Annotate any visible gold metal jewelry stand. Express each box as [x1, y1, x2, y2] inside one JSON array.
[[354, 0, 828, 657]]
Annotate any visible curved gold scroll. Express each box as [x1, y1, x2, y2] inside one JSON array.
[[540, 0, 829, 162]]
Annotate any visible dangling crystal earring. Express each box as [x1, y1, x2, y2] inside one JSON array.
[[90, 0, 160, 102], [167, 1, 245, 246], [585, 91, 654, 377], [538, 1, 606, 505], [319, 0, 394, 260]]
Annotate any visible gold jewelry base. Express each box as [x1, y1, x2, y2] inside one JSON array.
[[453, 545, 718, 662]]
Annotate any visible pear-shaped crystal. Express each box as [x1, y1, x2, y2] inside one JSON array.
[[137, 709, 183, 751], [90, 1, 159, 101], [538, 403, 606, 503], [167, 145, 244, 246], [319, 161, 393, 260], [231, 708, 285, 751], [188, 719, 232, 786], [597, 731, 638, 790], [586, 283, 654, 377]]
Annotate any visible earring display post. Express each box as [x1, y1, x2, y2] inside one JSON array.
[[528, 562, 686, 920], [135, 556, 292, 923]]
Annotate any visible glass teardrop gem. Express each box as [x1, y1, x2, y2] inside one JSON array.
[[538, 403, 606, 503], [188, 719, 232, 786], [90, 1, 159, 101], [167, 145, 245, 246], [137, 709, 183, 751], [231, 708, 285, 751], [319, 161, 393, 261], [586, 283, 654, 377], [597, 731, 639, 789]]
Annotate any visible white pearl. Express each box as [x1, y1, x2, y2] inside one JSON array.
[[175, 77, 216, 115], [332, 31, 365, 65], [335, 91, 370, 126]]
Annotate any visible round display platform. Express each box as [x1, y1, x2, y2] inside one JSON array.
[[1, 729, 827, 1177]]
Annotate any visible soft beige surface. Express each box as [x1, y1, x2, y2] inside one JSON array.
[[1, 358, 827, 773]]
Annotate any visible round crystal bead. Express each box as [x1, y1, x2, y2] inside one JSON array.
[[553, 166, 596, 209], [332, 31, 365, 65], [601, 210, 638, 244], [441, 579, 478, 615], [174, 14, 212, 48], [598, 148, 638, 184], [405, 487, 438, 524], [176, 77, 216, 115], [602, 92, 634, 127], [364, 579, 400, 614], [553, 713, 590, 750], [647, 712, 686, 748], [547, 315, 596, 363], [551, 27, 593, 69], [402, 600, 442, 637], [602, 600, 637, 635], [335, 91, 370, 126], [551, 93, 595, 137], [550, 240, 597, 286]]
......
**TASK DETAILS:** Start with the line that contains "Annotate any visible earring", end with the last line of the entries, and please retype every line in that span exactly, with no others.

**FINISHED EXERCISE:**
Annotate any visible earring display post. Express each box as [x1, y1, x2, y2] inside one JSON array.
[[528, 562, 686, 920], [135, 556, 292, 923]]
Annotate any visible glass teardrop gem. Express each box as [x1, y1, x2, y2] inside one JSON array.
[[538, 403, 606, 503], [188, 719, 232, 786], [90, 1, 159, 101], [167, 145, 245, 246], [137, 709, 183, 751], [231, 708, 285, 751], [319, 161, 393, 261], [586, 283, 654, 377], [597, 731, 639, 789]]
Annotate any visible white pearl. Express each box as [x1, y1, x2, y2] inside one JSON array.
[[175, 77, 216, 115], [332, 31, 365, 65], [335, 91, 370, 126]]
Annotate any visible round display platform. Express each box as [x1, y1, x2, y2] inside one JSON array.
[[1, 729, 827, 1177]]
Annotate any visible soft beige surface. Express each box as [x1, y1, x2, y2] inside one JSON array.
[[1, 358, 827, 773]]
Annotate any visible round crystal bead. Express each box as [x1, y1, x2, y2] inside one JSON array.
[[553, 166, 596, 209], [332, 31, 365, 65], [601, 210, 638, 244], [441, 579, 478, 615], [174, 14, 212, 48], [598, 148, 638, 184], [405, 487, 438, 524], [176, 77, 216, 115], [602, 92, 634, 127], [364, 579, 400, 614], [553, 713, 590, 750], [647, 712, 686, 748], [547, 315, 596, 363], [551, 27, 593, 69], [402, 600, 442, 637], [602, 600, 637, 635], [335, 91, 370, 126], [551, 93, 595, 137], [550, 240, 597, 286]]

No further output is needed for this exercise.